[Excerpts of bounding box data]
###

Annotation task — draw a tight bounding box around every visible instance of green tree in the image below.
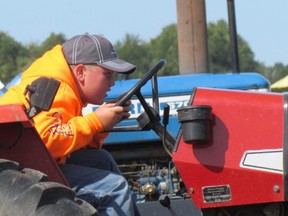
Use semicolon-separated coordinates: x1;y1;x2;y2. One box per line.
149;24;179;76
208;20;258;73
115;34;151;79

###

Render the records above as a two-column CSV with the columns request and box_answer, giving one row per record. Put each text and its answer in a single quoted field with line breaks replaced by spaces, and leave the pictures out.

request,box_answer
"Annotation task — draw a tight bounding box around every visible instance of green tree in the image below. Use semicolon-separated coordinates: x1;y1;x2;y2. One box per line.","149;24;179;76 208;20;258;73 115;34;151;79"